§ **Extract provided**
§
Darkhouse on Goodreads
Red Fox on Goodreads
Dead Sky Morning on Goodreads
The Benson on Goodreads
Lying Season on Goodreads
On Demon Wings on Goodreads
Old Blood on Goodreads
Into the Hollow on Goodreads


Monday, April 17, 2006

"Paris, Where Is The Love?"

Although it’s somewhat embarrassing to admit, I came to the “City of Lights” with the hopes of falling in love.
I was on the homestretch of my backpacking voyage throughout Europe, a trip that had seen me through long lost friends and relatives and some nine countries so far. But Paris, to me, was the cream of the crop, the jewel in the crown of Europe. A city I was bound to find love in. Sure, by this point I had been enamored with Vienna, utterly bewitched by Venice and charmed by Barcelona, but Paris to me was this city I had put on a pedestal ever since Audrey Hepburn waxed on about it in Sabrina. On the speedy train from Bordeaux to the Paris, I had even taken to reciting Audrey’s advice to Humphrey Bogart. Never carry an umbrella in Paris, and always rain on the first day. Peering out the window at the yellow fields and the robin’s egg sky that whipped past me at nauseating speed, I knew that rain was out of the question. But at least I wasn’t carrying an umbrella.
§
§ **Lines of data**

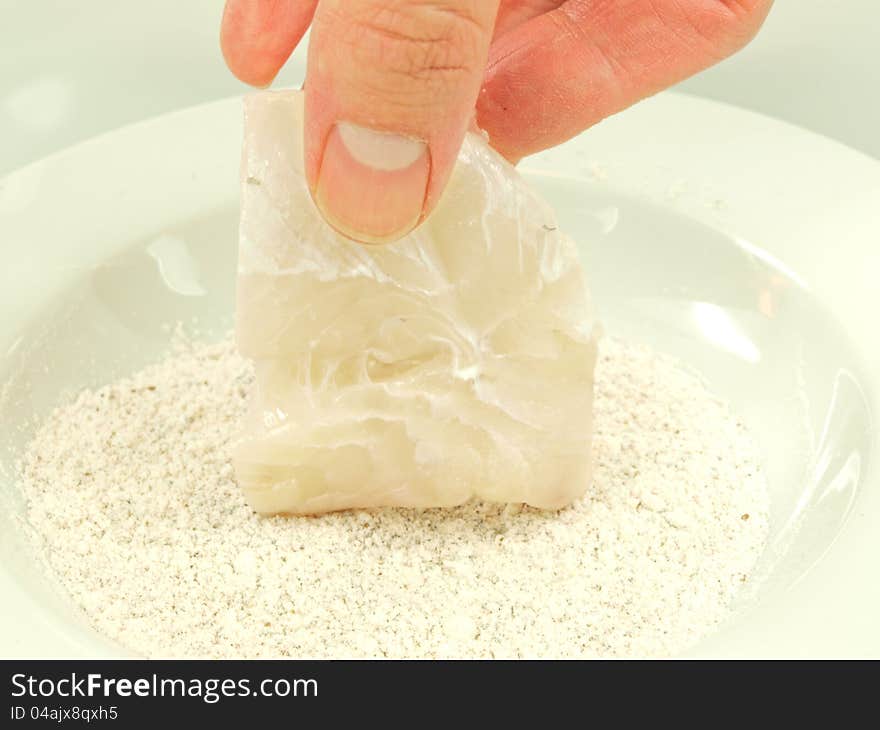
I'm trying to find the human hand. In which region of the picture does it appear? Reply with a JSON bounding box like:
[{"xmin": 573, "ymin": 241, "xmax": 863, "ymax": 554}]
[{"xmin": 221, "ymin": 0, "xmax": 772, "ymax": 243}]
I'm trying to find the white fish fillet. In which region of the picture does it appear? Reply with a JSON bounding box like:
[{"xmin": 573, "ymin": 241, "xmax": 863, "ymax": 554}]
[{"xmin": 234, "ymin": 91, "xmax": 597, "ymax": 514}]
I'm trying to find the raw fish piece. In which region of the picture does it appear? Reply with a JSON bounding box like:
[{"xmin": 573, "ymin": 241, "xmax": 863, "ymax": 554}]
[{"xmin": 234, "ymin": 91, "xmax": 597, "ymax": 514}]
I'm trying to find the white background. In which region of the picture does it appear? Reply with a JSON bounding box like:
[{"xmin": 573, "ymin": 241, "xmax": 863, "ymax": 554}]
[{"xmin": 0, "ymin": 0, "xmax": 880, "ymax": 175}]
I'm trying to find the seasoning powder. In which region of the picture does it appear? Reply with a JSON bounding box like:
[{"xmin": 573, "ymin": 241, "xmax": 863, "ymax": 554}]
[{"xmin": 19, "ymin": 337, "xmax": 768, "ymax": 657}]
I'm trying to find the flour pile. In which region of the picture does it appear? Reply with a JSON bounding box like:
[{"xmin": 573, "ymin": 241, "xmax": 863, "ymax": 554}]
[{"xmin": 20, "ymin": 337, "xmax": 768, "ymax": 657}]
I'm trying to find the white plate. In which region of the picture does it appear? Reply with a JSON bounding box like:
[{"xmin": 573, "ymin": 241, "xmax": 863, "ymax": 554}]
[{"xmin": 0, "ymin": 89, "xmax": 880, "ymax": 656}]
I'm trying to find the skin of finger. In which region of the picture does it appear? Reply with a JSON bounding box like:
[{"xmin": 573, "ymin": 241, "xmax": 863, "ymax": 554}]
[
  {"xmin": 477, "ymin": 0, "xmax": 772, "ymax": 161},
  {"xmin": 220, "ymin": 0, "xmax": 318, "ymax": 87},
  {"xmin": 304, "ymin": 0, "xmax": 498, "ymax": 217},
  {"xmin": 492, "ymin": 0, "xmax": 563, "ymax": 42}
]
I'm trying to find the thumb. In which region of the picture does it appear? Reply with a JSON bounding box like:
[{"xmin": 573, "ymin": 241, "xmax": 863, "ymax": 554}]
[{"xmin": 305, "ymin": 0, "xmax": 499, "ymax": 243}]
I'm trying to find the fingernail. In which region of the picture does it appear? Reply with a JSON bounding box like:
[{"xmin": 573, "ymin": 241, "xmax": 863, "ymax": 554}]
[{"xmin": 315, "ymin": 122, "xmax": 431, "ymax": 243}]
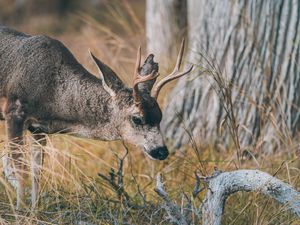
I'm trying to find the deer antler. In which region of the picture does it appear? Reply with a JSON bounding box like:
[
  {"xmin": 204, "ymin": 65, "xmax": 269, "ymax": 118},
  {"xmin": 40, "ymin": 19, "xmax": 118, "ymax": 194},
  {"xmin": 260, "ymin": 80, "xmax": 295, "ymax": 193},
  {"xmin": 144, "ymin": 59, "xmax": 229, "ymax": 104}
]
[
  {"xmin": 151, "ymin": 39, "xmax": 194, "ymax": 99},
  {"xmin": 133, "ymin": 46, "xmax": 159, "ymax": 106}
]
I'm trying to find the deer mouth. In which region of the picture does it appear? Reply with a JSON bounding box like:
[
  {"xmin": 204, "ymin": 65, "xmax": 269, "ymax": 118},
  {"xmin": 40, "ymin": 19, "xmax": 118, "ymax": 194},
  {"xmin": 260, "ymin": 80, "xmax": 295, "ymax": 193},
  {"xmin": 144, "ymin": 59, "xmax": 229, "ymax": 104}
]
[{"xmin": 146, "ymin": 146, "xmax": 169, "ymax": 160}]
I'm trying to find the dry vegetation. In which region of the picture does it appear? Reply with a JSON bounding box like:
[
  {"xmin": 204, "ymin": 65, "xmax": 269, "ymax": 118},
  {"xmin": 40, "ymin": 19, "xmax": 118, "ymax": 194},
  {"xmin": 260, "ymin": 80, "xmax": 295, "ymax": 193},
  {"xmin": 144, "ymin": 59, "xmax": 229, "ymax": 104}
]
[{"xmin": 0, "ymin": 1, "xmax": 300, "ymax": 225}]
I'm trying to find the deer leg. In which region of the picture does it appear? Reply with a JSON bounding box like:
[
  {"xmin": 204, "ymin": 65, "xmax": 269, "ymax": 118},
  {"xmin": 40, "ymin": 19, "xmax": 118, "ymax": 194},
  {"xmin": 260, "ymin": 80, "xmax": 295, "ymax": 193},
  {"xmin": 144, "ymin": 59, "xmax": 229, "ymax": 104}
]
[
  {"xmin": 31, "ymin": 134, "xmax": 46, "ymax": 209},
  {"xmin": 3, "ymin": 100, "xmax": 26, "ymax": 209}
]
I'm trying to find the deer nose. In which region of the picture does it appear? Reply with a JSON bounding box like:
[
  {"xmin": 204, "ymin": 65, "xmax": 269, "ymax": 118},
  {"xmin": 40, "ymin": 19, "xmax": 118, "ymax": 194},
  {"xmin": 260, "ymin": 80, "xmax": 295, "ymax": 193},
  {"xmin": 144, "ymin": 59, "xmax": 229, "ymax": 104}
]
[{"xmin": 149, "ymin": 146, "xmax": 169, "ymax": 160}]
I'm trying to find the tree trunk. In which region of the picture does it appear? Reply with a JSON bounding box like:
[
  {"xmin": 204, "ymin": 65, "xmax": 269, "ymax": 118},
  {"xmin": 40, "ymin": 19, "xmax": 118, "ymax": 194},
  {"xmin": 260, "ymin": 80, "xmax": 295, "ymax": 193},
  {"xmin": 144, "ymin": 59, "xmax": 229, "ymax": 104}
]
[
  {"xmin": 146, "ymin": 0, "xmax": 187, "ymax": 69},
  {"xmin": 162, "ymin": 0, "xmax": 300, "ymax": 151}
]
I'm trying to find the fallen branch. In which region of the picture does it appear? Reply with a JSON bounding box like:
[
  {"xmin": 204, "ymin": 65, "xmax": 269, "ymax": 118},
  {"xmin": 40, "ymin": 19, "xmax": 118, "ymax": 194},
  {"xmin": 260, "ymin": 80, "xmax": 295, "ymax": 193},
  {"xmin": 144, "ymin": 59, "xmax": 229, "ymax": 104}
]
[
  {"xmin": 201, "ymin": 170, "xmax": 300, "ymax": 225},
  {"xmin": 155, "ymin": 170, "xmax": 300, "ymax": 225}
]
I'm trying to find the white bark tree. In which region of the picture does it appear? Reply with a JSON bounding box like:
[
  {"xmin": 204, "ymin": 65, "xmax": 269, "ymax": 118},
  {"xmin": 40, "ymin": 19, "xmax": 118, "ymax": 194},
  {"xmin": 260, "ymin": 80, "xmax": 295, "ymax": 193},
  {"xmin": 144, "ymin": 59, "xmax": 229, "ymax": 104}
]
[{"xmin": 162, "ymin": 0, "xmax": 300, "ymax": 150}]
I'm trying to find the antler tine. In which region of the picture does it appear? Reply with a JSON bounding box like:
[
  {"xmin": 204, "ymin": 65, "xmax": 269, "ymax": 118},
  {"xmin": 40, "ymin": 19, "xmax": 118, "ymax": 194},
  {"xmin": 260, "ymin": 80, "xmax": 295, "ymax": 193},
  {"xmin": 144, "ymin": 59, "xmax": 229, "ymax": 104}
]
[
  {"xmin": 134, "ymin": 46, "xmax": 142, "ymax": 79},
  {"xmin": 133, "ymin": 46, "xmax": 159, "ymax": 105},
  {"xmin": 173, "ymin": 38, "xmax": 185, "ymax": 72},
  {"xmin": 151, "ymin": 39, "xmax": 194, "ymax": 99}
]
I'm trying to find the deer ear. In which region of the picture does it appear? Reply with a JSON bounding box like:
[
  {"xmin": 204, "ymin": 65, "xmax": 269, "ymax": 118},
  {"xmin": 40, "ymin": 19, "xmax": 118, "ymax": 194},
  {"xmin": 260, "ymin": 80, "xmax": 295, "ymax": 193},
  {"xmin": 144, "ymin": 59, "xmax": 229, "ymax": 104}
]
[{"xmin": 89, "ymin": 51, "xmax": 125, "ymax": 92}]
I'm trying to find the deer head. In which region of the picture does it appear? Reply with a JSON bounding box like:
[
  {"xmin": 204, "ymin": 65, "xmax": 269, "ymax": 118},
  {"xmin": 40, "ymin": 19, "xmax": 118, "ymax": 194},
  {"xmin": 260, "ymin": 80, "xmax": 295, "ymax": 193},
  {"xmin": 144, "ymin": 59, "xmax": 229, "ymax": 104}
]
[{"xmin": 91, "ymin": 40, "xmax": 193, "ymax": 160}]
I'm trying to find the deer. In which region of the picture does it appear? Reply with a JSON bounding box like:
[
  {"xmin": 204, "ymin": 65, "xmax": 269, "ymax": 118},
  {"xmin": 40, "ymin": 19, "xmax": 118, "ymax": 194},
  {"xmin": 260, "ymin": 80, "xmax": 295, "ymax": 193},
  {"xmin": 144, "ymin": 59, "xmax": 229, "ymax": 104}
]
[{"xmin": 0, "ymin": 26, "xmax": 193, "ymax": 209}]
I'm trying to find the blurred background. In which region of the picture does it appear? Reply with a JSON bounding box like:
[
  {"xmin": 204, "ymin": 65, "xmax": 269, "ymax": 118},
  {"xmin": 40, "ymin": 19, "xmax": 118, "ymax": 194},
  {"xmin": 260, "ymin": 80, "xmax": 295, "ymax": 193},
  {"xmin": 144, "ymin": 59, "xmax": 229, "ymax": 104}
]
[{"xmin": 0, "ymin": 0, "xmax": 300, "ymax": 225}]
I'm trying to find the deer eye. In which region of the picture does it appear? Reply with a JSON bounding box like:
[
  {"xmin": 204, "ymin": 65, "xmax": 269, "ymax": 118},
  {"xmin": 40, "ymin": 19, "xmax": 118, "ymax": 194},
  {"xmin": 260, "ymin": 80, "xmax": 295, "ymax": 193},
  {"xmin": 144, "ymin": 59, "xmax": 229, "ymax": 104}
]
[{"xmin": 131, "ymin": 115, "xmax": 144, "ymax": 125}]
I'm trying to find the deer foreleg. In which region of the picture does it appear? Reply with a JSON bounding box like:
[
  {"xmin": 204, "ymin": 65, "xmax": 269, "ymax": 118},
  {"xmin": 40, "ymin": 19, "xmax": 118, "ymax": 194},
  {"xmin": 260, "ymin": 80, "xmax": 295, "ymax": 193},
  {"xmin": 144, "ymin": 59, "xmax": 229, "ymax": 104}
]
[
  {"xmin": 31, "ymin": 134, "xmax": 46, "ymax": 209},
  {"xmin": 3, "ymin": 100, "xmax": 26, "ymax": 208}
]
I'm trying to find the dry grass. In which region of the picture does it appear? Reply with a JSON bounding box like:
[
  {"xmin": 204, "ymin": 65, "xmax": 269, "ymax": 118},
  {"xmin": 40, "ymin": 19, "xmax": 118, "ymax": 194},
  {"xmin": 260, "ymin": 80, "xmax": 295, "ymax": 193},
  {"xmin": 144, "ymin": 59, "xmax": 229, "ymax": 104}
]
[{"xmin": 0, "ymin": 1, "xmax": 300, "ymax": 225}]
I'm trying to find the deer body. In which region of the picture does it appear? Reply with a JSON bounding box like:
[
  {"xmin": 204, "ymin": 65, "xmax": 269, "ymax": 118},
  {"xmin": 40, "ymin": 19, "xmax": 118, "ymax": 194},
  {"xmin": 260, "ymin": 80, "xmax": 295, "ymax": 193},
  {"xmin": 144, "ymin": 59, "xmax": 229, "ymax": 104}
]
[{"xmin": 0, "ymin": 26, "xmax": 192, "ymax": 207}]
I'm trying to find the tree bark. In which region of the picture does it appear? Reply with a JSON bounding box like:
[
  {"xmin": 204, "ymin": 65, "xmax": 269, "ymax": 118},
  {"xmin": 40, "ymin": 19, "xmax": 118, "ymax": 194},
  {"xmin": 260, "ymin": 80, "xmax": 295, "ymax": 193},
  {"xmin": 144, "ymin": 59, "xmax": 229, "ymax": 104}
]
[
  {"xmin": 162, "ymin": 0, "xmax": 300, "ymax": 151},
  {"xmin": 201, "ymin": 170, "xmax": 300, "ymax": 225},
  {"xmin": 146, "ymin": 0, "xmax": 187, "ymax": 69}
]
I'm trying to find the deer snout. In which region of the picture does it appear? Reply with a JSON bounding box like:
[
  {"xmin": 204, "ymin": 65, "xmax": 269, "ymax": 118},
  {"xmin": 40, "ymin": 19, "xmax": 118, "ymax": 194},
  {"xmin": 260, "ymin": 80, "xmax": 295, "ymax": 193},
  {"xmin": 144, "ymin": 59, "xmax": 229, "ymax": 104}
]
§
§ **Required tasks**
a – In the Paris travel post, why did the writer know that rain was out of the question during the train ride to Paris? Please answer in one to three sentences.
b – Identify each line in the rows that contains the word "fish", with case counting, and copy those lines.

§ **The solutions**
a – While riding the train from Bordeaux, the writer looked out the window at yellow fields and a robin's egg sky whipping past. That view made it clear that rain was out of the question.

b –
I'm trying to find the white fish fillet. In which region of the picture does it appear? Reply with a JSON bounding box like:
I'm trying to find the raw fish piece. In which region of the picture does it appear? Reply with a JSON bounding box like:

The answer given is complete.